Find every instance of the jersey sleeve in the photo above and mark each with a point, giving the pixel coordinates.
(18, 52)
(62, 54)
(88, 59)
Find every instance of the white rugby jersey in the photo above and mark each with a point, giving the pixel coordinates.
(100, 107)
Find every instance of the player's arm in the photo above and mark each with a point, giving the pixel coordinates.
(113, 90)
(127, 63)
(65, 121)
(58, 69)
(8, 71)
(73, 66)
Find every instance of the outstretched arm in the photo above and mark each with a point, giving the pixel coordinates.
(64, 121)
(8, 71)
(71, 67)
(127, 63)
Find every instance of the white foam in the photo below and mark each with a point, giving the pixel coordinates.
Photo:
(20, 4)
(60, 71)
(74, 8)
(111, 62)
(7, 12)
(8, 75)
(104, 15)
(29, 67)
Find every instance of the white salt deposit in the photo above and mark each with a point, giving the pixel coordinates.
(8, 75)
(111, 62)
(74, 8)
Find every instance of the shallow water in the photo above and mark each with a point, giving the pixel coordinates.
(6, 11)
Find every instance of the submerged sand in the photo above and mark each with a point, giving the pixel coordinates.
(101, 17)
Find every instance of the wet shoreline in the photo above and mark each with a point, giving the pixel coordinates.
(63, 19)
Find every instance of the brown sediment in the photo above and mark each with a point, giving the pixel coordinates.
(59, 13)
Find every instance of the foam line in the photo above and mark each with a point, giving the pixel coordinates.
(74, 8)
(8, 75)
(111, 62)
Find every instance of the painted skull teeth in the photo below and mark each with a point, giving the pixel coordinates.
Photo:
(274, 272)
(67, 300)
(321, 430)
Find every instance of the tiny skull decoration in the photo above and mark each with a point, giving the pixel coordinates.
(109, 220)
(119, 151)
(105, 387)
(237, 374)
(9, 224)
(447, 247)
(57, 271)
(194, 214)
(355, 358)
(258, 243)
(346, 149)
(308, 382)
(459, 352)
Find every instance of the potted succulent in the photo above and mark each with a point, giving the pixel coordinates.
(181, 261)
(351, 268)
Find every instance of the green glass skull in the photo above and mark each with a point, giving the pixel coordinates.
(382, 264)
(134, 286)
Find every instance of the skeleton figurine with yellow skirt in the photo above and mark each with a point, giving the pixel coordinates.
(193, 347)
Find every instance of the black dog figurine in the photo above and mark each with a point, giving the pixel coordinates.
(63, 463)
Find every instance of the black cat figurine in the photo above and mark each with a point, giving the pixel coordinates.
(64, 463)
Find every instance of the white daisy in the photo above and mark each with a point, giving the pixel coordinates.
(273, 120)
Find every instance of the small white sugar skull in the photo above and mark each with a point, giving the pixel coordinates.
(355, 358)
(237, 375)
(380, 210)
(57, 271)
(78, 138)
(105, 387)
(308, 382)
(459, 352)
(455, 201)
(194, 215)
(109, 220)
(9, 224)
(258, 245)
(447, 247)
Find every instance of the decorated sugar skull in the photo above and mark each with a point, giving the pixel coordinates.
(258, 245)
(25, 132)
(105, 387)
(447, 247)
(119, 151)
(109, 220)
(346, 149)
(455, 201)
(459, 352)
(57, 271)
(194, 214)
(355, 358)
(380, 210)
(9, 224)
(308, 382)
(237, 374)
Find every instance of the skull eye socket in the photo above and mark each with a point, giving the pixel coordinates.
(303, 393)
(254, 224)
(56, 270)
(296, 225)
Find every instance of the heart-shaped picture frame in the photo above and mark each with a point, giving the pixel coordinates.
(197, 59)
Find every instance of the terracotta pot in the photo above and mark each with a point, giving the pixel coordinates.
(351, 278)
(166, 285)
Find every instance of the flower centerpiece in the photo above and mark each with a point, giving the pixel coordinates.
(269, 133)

*****

◆ **WORK ITEM**
Extract, from the material above, each line holding the word "below".

◆ **ANSWER AREA**
Find every instance of the white foam in the photo below and mark each with a point, giving the pixel coordinates.
Find every instance of the painted skull teeth in the photo below and mark each with a point, giving the pixel coordinates.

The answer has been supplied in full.